**BLOCO DE TEXTO**
Mas esta tragicomédia já levava vários actos. Começou com o atraso nos concursos. Complicou-se com a burocracia das candidaturas. E por fim revelou-se uma farsa com a alteração dos critérios previamente negociados. Pequenas subtilezas, nuances ou armadilhas, como alguém já lhe chamou, que mudaram tudo o que inicialmente até parecia justo: fazer depender os apoios a 20% de receitas próprias, mas retirando depois desta definição as receitas de bilheteira e vendas dos espetáculos. Foi assim que duas das companhias de teatro mais antigas do País ficaram sem financiamento entre tantas outras relevantes. E que as estruturas mais pequenas, aquelas com peso local, foram incapazes de corresponder às novas regras unilateralmente criadas. E o problema é que agora quem falar mais alto e mais voz tiver junto dos media ou de Costa, mais receberá. E o debate que realmente interessa, aquele sobre quem deve e merece mesmo ter mais apoio, jamais se fará. Que desses nunca virão manifestos que lhes valham. Nem pressões que comovam a nunca confirmada austeridade centenoriana.

A relação de Costa com a Cultura começou pois com uma opereta de interesses recíprocos, passou por invocação queirosiana falhada e está a ter o final previsível deste Governo: a do primeiro-ministro a sair de cena, desculpabilizando-se e desresponsabilizando-se. O drama é que desta vez tirou o tapete a um secretário de Estado que lhe deu resposta. O enredo adensou-se e só criou expectativa para os próximos capítulos desta novela. Que não podia ser de pior qualidade.

Só mais duas ou três coisas

  • cinco administradores do grupo de colégios privados GPS acusados de desviar para fins pessoais 34 dos 300 milhões recebidos dos contratos de Associação. Serão julgados pelo crime que terão praticado. Mas há quem tenha aproveitado logo para meter no mesmo saco de criminosos todos os colégios que, sacrilégio, recebem estes apoios do Estado. Os tais que protestaram vestindo de amarelo quando os perderam. É o mesmo que dizer que todas as IPSS são como era a Raríssimas e têm à frente pessoas como Paula Brito e Costa, a amiga de Vieira da Silva e Manuel Delgado. Ou que todos os bancos foram geridos por Oliveira Costas e Salgados. Ou que só houve Varas na Caixa (aqui nunca saberemos bem, mas enfim). Ou que todos os ministros de Passos eram iguais a Relvas. E por aí fora…
  • Há dois anos que o Governo e os parceiros da extrema esquerda que o suportam discutem um novo sistema de controlo público dos políticos e de quem ocupe cargos no Estado. Até agora ainda não se entenderam. A Comissão da Transparência tem propostas do Bloco e contrapropostas do PS. Mas Ana Catarina Mendes já veio avisar que “impor polícias aos políticos é uma mau princípio”, porque levanta suspeitas sobre todos. Podemos pois continuar a esperar sentados por estas medidas de escrutínio. Mais altos valores se levantam.

**DADOS FORNECIDOS**
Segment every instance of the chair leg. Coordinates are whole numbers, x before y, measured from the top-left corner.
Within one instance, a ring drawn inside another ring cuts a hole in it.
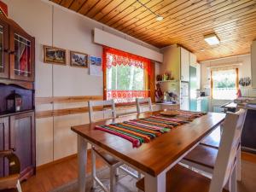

**LISTA DE TAREFAS**
1. Responda com base no bloco de texto:
(a) De que percentagem de receitas próprias passaram a depender os apoios?
(b) Quantos administradores do grupo de colégios privados GPS foram acusados?
(c) Há quantos anos o Governo e os parceiros da extrema esquerda discutem um novo sistema de controlo público dos políticos?
2. Edite o bloco de texto, por favor: reproduza-o começando em "A relação de" e seguindo até "de pior qualidade.", com "opereta" trocado por "comédia".

**RESULTADOS DAS TAREFAS**
1.
(a) 20%.
(b) Cinco.
(c) Há dois anos.

2.
A relação de Costa com a Cultura começou pois com uma comédia de interesses recíprocos, passou por invocação queirosiana falhada e está a ter o final previsível deste Governo: a do primeiro-ministro a sair de cena, desculpabilizando-se e desresponsabilizando-se. O drama é que desta vez tirou o tapete a um secretário de Estado que lhe deu resposta. O enredo adensou-se e só criou expectativa para os próximos capítulos desta novela. Que não podia ser de pior qualidade.